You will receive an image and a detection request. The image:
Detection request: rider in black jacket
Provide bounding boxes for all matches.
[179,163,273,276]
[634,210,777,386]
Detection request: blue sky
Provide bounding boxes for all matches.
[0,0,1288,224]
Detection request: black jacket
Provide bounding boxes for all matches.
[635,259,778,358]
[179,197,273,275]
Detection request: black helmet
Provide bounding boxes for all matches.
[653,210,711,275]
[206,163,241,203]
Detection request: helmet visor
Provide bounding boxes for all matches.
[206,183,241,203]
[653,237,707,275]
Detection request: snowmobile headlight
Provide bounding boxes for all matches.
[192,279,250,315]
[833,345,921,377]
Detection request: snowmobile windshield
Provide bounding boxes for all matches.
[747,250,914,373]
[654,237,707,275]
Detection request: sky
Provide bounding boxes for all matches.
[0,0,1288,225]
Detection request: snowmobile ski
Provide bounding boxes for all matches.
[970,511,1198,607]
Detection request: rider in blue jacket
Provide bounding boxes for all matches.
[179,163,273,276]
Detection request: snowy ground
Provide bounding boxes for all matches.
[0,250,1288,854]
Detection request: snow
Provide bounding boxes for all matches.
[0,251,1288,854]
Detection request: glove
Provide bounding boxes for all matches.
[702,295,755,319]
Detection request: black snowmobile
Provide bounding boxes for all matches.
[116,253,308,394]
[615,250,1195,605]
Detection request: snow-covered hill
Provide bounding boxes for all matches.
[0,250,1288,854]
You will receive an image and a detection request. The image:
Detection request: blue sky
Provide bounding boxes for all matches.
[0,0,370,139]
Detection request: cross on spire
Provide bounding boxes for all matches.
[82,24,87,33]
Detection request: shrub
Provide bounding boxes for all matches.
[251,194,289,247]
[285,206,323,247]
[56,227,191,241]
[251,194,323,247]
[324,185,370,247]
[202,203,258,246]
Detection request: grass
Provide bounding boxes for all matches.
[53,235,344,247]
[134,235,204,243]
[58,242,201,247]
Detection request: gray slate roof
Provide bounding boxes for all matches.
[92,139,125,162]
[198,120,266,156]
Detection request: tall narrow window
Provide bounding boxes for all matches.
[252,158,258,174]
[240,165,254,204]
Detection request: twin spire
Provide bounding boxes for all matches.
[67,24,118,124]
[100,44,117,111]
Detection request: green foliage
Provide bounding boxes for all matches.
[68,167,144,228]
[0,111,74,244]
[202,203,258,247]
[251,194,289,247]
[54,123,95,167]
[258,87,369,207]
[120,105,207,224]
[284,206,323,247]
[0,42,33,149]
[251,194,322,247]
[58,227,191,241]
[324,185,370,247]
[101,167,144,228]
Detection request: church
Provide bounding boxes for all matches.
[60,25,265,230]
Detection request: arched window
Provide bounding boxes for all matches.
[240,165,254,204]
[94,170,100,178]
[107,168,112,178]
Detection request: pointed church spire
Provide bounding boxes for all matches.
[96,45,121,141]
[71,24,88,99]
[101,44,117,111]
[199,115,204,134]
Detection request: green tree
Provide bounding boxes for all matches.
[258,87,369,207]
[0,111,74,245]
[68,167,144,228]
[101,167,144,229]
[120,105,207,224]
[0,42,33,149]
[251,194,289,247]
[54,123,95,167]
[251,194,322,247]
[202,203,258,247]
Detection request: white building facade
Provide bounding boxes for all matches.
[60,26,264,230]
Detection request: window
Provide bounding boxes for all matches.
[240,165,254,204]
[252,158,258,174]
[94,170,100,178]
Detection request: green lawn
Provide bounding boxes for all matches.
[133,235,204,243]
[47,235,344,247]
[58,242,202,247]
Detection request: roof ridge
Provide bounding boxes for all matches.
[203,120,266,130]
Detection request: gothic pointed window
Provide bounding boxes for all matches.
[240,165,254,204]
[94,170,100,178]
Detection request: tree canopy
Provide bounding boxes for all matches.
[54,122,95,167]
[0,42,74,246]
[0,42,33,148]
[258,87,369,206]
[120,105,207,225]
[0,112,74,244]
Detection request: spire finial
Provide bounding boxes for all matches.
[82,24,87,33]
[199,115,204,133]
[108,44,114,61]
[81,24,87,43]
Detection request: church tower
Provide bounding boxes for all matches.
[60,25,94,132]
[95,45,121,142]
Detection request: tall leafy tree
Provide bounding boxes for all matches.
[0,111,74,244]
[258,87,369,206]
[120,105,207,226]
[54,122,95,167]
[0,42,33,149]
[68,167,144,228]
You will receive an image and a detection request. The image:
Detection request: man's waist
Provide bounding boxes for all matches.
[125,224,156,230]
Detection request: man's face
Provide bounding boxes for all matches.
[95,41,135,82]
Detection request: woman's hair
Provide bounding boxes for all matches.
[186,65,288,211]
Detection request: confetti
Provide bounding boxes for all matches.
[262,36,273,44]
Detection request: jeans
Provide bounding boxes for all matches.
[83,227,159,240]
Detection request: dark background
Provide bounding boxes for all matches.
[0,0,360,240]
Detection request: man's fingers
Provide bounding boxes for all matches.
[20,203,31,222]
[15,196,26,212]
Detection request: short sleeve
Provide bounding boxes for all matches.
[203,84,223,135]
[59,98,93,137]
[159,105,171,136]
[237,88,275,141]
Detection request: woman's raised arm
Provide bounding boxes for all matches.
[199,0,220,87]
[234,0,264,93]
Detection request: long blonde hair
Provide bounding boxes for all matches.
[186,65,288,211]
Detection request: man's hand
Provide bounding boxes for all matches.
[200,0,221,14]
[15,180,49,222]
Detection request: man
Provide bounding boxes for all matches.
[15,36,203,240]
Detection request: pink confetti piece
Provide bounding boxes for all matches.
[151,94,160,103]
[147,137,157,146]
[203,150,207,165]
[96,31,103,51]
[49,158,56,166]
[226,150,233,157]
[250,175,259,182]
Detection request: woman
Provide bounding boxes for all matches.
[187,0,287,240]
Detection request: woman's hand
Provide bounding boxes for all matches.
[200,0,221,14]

=-=-=-=-=

What you should do
Return all of the material above, line by line and unchanged, from the first line to the last.

Finished exercise
You will receive an image and a detection request. The image:
Detection request: rider in black jacket
Provide bounding boxes for all matches.
[179,163,273,276]
[634,210,777,386]
Detection request: blue sky
Provide bounding boxes for all matches.
[0,0,1288,224]
Detection request: black jacket
Provide bounding boxes for all matches.
[635,259,778,358]
[179,197,273,275]
Detection request: black helmet
Provide bounding boxes for all matches.
[653,210,711,275]
[206,163,241,203]
Detection request: helmet visor
Provide bounding boxes for all matches.
[206,183,241,203]
[653,237,707,275]
Detection request: snowmobile headlight
Provide bounding boxes for all matches.
[192,279,250,315]
[833,345,921,377]
Detection request: snowmobile windshield
Provide bounding boxes for all matches.
[747,250,914,373]
[654,237,707,275]
Detection request: sky
Provide bounding boxes for all matches.
[0,0,1288,225]
Detection request: snowmobile ski
Provide bounding boxes for all matches.
[970,511,1198,607]
Detection request: rider in blue jacket
Provide bounding boxes for all matches.
[179,163,273,276]
Detection request: snowy ground
Provide bounding boxes for all matches.
[0,250,1288,854]
Detection request: snow
Provide bounding boxes for all matches.
[0,251,1288,854]
Detection request: glove
Provide bounding boxes for all matches.
[702,295,755,319]
Detection request: black snowmobile
Provide bounding boxes for all matches.
[116,253,308,394]
[615,250,1195,605]
Detection request: snow-covered hill
Provide bounding boxes for all matches.
[0,250,1288,854]
You will receive an image and a detection request. The image:
Detection request: blue sky
Provide bounding boxes for all matches.
[0,0,370,139]
Detection request: cross on spire
Provide bounding boxes for all matches.
[82,24,87,33]
Detection request: shrub
Provide bounding boxes for all matches.
[251,194,289,247]
[285,206,323,247]
[56,227,191,241]
[251,194,323,247]
[324,185,370,247]
[202,203,258,246]
Detection request: grass
Provide bounding boxes for all matches.
[53,235,344,247]
[134,235,204,243]
[58,242,201,247]
Detection request: gray slate roof
Provide bounding boxes for all matches.
[92,139,125,162]
[198,120,266,156]
Detection request: tall narrow window
Provide bounding boxes for all matches.
[252,158,258,174]
[240,165,254,204]
Detection request: twin spire
Provide bounding boxes for all matches.
[67,24,118,124]
[100,44,117,111]
Detection request: green foliage
Provide bounding boxes for all matches.
[68,167,144,228]
[0,111,74,244]
[202,203,258,247]
[251,194,289,247]
[54,123,95,167]
[258,87,369,207]
[120,105,207,224]
[284,206,323,247]
[0,42,33,149]
[251,194,322,247]
[58,227,191,241]
[324,185,370,247]
[101,167,144,228]
Detection request: church
Provide bounding boxes for all matches.
[60,25,265,230]
Detection request: arched window
Provide bounding boxes for all matches.
[240,165,254,204]
[94,170,100,178]
[107,168,112,178]
Detection request: pointed church spire
Provide bounding boxes for all matches.
[96,45,121,141]
[71,24,88,99]
[101,44,117,111]
[199,115,204,134]
Detection request: green tree
Provide bounding boxes for all matches.
[258,87,369,207]
[0,111,74,245]
[68,167,144,228]
[101,167,144,229]
[120,105,207,224]
[0,42,33,149]
[251,194,289,247]
[54,123,95,167]
[251,194,322,247]
[202,203,258,247]
Detection request: white building facade
Provide bounding boxes for all matches.
[60,26,264,230]
Detection request: window
Provide bounding boxes for all matches.
[240,165,254,204]
[252,158,258,174]
[94,170,100,178]
Detection request: green lawn
Provide bounding boxes for all matches.
[133,235,204,243]
[47,235,344,247]
[58,242,202,247]
Detection request: roof ridge
Provide bounding boxes for all matches.
[203,120,266,130]
Detection request: gothic pointed window
Provide bounding boxes for all matches.
[240,165,254,204]
[94,170,100,178]
Detection request: tree canopy
Provide bounding boxes for all matches.
[54,122,95,167]
[0,42,74,246]
[0,42,33,148]
[258,87,369,206]
[120,105,207,225]
[0,112,74,244]
Detection request: spire finial
Provide bounding boxes for all matches.
[82,24,87,33]
[199,115,204,133]
[108,44,114,61]
[81,24,87,43]
Detection request: church tower
Provide bounding boxes for all matches.
[60,25,94,132]
[95,45,121,142]
Detection request: tall leafy tree
Provide bounding boxes for all matches.
[0,111,74,244]
[258,87,369,206]
[120,105,207,226]
[54,122,95,167]
[0,42,33,149]
[68,167,144,228]
You will receive an image and a detection request. The image:
Detection request: man's waist
Provide bounding boxes for all matches.
[125,224,156,230]
Detection request: man's face
Provide bounding boxes for all matches.
[95,41,135,82]
Detection request: woman's hair
Provide bounding boxes for all matches.
[186,65,288,211]
Detection request: confetti
Provide bounding boxes for all matches.
[262,36,273,44]
Detection request: jeans
Provide bounding boxes for all matches.
[83,227,159,240]
Detection request: dark background
Provide bounding boxes for all matches.
[0,0,360,240]
Detection request: man's fingers
Provide bounding boxes for all matches.
[20,203,31,222]
[15,196,26,212]
Detection request: short sleeve
Provide bounding boxes for all matches.
[203,84,223,135]
[59,98,93,137]
[159,105,171,136]
[237,88,275,141]
Detection request: woman's raised arm
Provide bounding boxes for all matches.
[199,0,220,87]
[234,0,264,93]
Detection request: long blonde hair
Provide bounding boxes for all matches.
[186,65,288,211]
Detection request: man's hand
Provide bounding boxes for all matches.
[200,0,221,14]
[15,180,49,222]
Detection request: man
Provide bounding boxes for all matches.
[15,36,203,240]
Detection request: pink confetti piece
Provide bounding boxes for all matches.
[151,94,160,103]
[147,137,157,146]
[203,150,207,165]
[96,31,103,51]
[49,158,56,166]
[226,150,233,157]
[250,175,259,182]
Detection request: woman
Provide bounding boxes for all matches.
[187,0,287,240]
Detection request: woman's hand
Provide bounding boxes for all matches.
[200,0,221,14]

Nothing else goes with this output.